Given request
Answer these questions using the commentary on the SWP:
(a) How often are the proposed district committee meetings to be held?
(b) By at least what percentage does the writer guess SWP membership has fallen?
(c) Which SWP branch is Nick Bird from?
** START Quoted passage **
The structures suggested later on are weekly district committee meetings (“they set the priorities of the district, drive forward the sale of Socialist Worker”, etc); weekly branch meetings (“open to non-members”, “should include a political discussion, but leave plenty of time to discuss strategy and tactics in the wider movements”); and monthly Socialist Worker forums. Right. And this will allow the SWP to “relate to and … develop the mass movement”?

Naturally, the leadership does not come clean on how many members it has lost over the last 12 months or so. But, judging by the attendance at its annual Marxism school, the SWP presence at the European Social Forum and who turns up at Respect and STWC meetings, a guess would be that its membership has decreased by at least 40%. And further losses are likely.

Clearly, the leadership is attempting to pull the threads together again and is trying to bolster the ‘revolutionary core’ of those “united fronts” - by strengthening the SWP. However, their solution seems overly technical and does not at all address the political problem at the heart of the organisation’s crisis: That this revolutionary organisation demands that its members build a range of united fronts, in which SWP members have to vote and speak as reformists. By subordinating their revolutionary politics to a largely phantom right wing, others are supposed to be attracted - so that that the revolutionaries can finally behave left again.

Well, explain that to a bright-eyed young school student who wants to change the world. Or tell the female comrade who has been involved in revolutionary politics for most of her life that she now has to vote against a woman’s right to choose. Or that the basic demand for ‘open borders’ is now to be rejected as “divisive”.

Nick Bird
Nick Bird from Lowestoft SWP has penned the most critical article I have seen from an SWP member in years. The inclusion of his article in the bulletin could indicate the high level of criticism that exists in the SWP over Respect - or it could indicate that his expulsion is not too far off.
** END Quoted passage **
** START Information shown **
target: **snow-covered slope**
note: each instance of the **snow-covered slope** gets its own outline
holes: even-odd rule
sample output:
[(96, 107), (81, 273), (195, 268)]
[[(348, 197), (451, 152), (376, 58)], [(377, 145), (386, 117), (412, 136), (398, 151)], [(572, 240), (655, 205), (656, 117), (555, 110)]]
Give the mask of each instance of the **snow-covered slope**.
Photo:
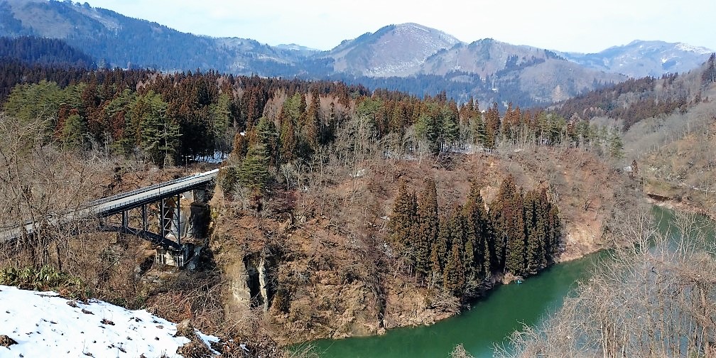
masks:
** END Information shown **
The output
(a) Weekly.
(b) At least 40%.
(c) Lowestoft SWP.